Quoted passage:

Hello,
I have a problem with getting the correct genotypes from a samtools mpileup
generated vcf file.
In this post: A: ./ Vs "0/0" In Vcf Files, the user says DP=0 causes the genotype to be ./. which is exactly what I want. However, my genotypes are assigned 1/1 if DP=0 for the SNP for any/all individuals.
Am I calling the SNPs in a wrong way? Below are my commands (numbers as prefix for order & clarity):
1. bwa/0.7.4/bin/bwa aln -t 4 Ref.fa sample1.fq > sample1.sai
2. bwa/0.7.4/bin/bwa samse Ref.fa sample1.sai sample1.fq > sample1.sam
3. samtools-0.1.19/samtools view -bS sample1.sam > sample1.bam
4. samtools-0.1.19/samtools sort sample1.bam sample1.sorted
5. samtools-0.1.19/samtools mpileup -BuDI -f Ref.fa sample1.sorted.bam sample2.sorted.bam .. sampleN.sorted.bam | bcftools view -bvcg - > all_samples.bcf
6. samtools-0.1.19/bcftools/bcftools view all_samples.bcf | vcfutils.pl varFilter -D1000 > all_samples.vcf
7. vcftools_0.1.12a/bin/vcf-to-tab < all_samples.vcf > all_sample_SNPs.out
Only when parsing the 'all_sample_SNPs.out' file did I realize that my genotype calls are missing the N/N or NN alleles in entirety. I know my data, so no way the missing alleles are gone at ALL possible locations. So I must be doing something wrong.
Of course it is not vcf-to-tab
's fault as the VCF file assigns 1/1 genotype to those with 0 read depth at that particular locus. I'd appreciate it a lot if someone could point towards where I could be messing up.
Alternatively: is there a filter or another way to convert the vcf file so that sites with DP=0 are assigned the missing value of ./. or N/N or any other similar nomenclature?
Thanks!

Record list:
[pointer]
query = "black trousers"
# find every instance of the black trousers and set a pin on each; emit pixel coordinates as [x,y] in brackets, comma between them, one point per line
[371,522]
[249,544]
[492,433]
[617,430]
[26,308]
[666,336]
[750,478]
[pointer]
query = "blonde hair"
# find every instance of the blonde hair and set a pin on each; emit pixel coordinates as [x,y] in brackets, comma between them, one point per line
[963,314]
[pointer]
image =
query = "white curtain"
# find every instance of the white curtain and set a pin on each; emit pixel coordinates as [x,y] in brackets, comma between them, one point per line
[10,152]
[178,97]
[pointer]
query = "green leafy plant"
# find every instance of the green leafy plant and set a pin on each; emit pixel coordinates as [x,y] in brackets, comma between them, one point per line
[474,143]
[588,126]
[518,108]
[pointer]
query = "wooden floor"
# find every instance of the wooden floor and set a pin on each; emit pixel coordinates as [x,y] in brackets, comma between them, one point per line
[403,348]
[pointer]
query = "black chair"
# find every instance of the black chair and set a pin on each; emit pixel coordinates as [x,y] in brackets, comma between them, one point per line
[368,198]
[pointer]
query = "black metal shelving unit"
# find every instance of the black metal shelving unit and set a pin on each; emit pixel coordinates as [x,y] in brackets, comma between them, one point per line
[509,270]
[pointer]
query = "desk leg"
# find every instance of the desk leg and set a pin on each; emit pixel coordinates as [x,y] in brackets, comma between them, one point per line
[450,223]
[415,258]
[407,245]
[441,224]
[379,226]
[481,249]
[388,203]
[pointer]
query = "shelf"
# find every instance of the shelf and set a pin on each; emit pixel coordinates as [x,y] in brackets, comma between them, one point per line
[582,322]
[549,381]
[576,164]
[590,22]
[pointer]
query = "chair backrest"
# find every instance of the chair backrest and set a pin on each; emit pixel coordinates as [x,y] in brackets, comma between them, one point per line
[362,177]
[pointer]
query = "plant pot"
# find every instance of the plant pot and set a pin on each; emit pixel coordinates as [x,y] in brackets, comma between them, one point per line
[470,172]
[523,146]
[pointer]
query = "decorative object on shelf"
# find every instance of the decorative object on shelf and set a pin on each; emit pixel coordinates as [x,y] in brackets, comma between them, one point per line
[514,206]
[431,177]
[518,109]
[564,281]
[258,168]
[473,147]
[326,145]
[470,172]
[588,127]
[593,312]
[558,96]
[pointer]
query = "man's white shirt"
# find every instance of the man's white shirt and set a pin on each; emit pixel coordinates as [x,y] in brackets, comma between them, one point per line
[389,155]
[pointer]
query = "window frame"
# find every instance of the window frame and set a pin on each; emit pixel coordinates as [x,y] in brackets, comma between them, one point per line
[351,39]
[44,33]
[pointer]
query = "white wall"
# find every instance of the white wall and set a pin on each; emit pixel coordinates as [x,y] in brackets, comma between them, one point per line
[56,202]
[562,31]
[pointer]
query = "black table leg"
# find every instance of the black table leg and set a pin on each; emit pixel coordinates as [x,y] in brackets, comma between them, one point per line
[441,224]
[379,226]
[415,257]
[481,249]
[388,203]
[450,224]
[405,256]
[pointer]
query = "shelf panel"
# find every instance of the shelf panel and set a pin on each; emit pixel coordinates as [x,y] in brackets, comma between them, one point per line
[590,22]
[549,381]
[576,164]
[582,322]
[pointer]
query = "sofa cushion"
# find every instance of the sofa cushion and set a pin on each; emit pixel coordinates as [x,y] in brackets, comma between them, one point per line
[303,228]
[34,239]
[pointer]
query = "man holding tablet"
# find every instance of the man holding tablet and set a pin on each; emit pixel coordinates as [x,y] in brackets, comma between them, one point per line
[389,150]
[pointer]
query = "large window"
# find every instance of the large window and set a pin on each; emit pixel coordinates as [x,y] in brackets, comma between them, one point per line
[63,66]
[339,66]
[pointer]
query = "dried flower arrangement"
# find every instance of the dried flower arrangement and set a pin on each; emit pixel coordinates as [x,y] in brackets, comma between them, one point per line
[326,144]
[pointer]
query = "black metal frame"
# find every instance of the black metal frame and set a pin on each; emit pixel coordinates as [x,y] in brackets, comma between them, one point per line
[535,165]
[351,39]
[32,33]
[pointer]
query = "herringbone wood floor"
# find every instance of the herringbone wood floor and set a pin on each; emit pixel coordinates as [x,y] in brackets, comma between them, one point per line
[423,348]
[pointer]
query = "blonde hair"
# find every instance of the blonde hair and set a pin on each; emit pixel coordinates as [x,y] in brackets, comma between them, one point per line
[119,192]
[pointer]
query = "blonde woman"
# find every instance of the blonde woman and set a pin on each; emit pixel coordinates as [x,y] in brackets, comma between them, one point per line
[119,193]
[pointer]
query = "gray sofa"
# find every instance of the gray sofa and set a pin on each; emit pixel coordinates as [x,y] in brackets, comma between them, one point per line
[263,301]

Stated exercise:
Please reproduce the part of the samtools forum post above between "Of course it" and "be messing up.", inclusive.

The response:
Of course it is not vcf-to-tab
's fault as the VCF file assigns 1/1 genotype to those with 0 read depth at that particular locus. I'd appreciate it a lot if someone could point towards where I could be messing up.